→ **REQUIRED TASK**: Please copy word for word the stretch of the material from its start through the line containing "point(166, 209)", including that line.

(Pointing records for named objects)
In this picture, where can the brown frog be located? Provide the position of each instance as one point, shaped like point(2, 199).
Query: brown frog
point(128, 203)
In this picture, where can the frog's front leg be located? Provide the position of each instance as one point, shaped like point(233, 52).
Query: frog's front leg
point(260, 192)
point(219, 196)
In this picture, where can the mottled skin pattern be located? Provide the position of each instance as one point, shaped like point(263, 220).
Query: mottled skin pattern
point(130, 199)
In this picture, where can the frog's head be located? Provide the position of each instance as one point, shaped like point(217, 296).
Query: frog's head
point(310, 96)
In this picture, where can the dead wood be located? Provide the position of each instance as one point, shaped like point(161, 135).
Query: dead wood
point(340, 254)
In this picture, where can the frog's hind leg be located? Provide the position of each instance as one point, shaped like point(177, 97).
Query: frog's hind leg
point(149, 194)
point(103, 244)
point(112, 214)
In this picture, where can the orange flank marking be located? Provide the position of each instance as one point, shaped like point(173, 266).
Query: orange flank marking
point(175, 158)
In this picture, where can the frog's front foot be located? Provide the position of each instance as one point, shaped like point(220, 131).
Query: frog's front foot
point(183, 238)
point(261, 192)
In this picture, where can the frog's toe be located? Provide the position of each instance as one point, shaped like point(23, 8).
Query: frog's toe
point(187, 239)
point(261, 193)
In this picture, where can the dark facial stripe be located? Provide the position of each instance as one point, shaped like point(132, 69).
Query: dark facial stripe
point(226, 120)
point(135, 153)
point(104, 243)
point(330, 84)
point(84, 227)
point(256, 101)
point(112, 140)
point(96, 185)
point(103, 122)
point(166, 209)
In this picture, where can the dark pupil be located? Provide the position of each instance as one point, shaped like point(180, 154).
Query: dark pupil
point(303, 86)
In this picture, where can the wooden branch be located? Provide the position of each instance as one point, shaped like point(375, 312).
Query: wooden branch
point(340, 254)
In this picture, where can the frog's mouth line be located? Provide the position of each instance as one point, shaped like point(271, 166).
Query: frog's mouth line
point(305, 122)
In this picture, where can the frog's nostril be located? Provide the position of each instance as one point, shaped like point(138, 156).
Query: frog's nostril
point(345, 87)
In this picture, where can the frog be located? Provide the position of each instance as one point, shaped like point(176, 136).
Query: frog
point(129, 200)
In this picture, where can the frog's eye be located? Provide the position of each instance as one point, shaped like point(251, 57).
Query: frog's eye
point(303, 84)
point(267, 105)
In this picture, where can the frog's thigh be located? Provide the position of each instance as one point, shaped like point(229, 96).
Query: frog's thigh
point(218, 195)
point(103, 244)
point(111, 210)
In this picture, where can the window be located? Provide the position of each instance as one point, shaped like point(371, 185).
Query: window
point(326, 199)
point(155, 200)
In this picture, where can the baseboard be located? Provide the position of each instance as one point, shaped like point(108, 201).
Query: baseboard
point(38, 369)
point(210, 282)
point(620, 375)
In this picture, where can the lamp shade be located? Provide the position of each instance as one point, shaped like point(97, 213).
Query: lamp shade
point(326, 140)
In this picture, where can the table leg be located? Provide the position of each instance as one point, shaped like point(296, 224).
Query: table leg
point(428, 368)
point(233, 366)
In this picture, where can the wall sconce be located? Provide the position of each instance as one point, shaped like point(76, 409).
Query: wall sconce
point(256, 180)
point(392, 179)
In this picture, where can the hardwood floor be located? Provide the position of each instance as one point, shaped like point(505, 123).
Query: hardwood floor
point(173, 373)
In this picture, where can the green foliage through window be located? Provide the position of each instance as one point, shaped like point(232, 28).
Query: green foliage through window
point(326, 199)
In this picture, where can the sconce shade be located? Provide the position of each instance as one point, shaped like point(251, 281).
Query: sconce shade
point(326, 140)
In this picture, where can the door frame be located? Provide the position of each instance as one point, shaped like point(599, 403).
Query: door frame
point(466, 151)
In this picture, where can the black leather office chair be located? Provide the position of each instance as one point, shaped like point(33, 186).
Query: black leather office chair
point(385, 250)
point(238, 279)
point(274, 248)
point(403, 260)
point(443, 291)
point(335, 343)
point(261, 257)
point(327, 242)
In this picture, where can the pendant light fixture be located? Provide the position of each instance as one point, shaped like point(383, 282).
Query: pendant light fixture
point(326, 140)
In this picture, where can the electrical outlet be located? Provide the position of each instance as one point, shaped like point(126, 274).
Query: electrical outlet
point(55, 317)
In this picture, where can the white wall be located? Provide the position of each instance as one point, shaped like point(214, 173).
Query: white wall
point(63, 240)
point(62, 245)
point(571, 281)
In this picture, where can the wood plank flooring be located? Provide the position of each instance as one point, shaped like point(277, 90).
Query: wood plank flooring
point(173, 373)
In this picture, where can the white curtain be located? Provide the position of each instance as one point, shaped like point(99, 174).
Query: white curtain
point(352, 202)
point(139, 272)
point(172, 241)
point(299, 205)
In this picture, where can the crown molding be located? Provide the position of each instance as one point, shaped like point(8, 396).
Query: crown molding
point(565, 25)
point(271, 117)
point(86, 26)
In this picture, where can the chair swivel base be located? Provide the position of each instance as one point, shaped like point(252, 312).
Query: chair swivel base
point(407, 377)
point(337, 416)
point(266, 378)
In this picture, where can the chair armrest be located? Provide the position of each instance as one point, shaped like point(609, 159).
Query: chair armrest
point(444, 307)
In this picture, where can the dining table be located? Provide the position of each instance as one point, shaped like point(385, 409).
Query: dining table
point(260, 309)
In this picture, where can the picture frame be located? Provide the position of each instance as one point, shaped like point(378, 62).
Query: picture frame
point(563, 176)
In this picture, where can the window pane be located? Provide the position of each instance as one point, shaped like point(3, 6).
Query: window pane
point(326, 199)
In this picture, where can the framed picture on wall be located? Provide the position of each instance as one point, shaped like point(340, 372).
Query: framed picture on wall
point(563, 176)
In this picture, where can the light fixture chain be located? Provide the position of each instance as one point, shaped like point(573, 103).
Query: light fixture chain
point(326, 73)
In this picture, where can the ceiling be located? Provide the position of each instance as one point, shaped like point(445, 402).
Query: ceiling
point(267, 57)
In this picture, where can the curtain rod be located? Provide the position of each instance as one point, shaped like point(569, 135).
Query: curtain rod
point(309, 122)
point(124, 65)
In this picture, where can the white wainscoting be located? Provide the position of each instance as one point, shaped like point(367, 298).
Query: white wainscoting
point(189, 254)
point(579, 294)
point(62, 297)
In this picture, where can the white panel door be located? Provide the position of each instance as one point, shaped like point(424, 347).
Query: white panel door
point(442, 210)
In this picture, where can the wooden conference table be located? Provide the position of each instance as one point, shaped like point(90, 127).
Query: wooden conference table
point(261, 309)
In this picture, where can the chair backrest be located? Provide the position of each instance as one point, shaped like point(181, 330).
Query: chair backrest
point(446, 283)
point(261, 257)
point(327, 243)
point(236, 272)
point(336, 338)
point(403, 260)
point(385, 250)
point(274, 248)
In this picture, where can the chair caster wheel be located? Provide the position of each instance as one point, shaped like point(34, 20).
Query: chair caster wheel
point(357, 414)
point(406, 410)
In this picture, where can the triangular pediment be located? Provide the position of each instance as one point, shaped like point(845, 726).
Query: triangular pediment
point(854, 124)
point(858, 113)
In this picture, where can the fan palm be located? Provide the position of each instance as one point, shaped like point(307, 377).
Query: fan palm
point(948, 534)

→ **RESULT OF THE TASK**:
In this picture, where can the brown frog be located? Provide the position of each instance as one point, shaped like point(2, 199).
Query: brown frog
point(128, 203)
In this picture, where can the frog's front leg be located? Provide the position of each instance as one point, shaped like point(233, 52).
Query: frog's front leg
point(260, 192)
point(219, 196)
In this picture, where can the mottled skin pattern be located? Provide the position of each instance as one point, shaped like point(263, 220).
Query: mottled skin pattern
point(130, 199)
In this picture, where can the frog's head be located? Provide the position of each instance as one point, shaped like point(217, 296).
Query: frog's head
point(310, 96)
In this picture, where can the dead wood be located? Provide the position of each instance as one point, shaped like point(161, 135).
Query: dead wood
point(340, 254)
In this picture, where can the frog's hind leg be located? Provide the position of each instance as one point, shaped like point(177, 97).
Query: frog's hind leg
point(149, 194)
point(103, 244)
point(112, 214)
In this picture, where can the orange flank marking be located? Provide the position of each instance as one point, shaped like point(173, 266).
Query: orange flank marking
point(175, 158)
In this picture, where can the frog's front foot be located? Provide the position of each instance as one point, shaped like point(220, 131).
Query: frog's front foot
point(183, 238)
point(261, 192)
In this picture, where can the frog's toe be located? Provide the position of each instance as one point, shaped like point(23, 8).
Query: frog's toe
point(187, 239)
point(261, 193)
In this picture, where can the dark facial stripe be located? Provide the position of each instance as one point, shaped like point(132, 69).
Query: dark facial stripe
point(226, 120)
point(135, 153)
point(104, 243)
point(330, 84)
point(84, 227)
point(256, 101)
point(112, 140)
point(96, 185)
point(103, 122)
point(166, 209)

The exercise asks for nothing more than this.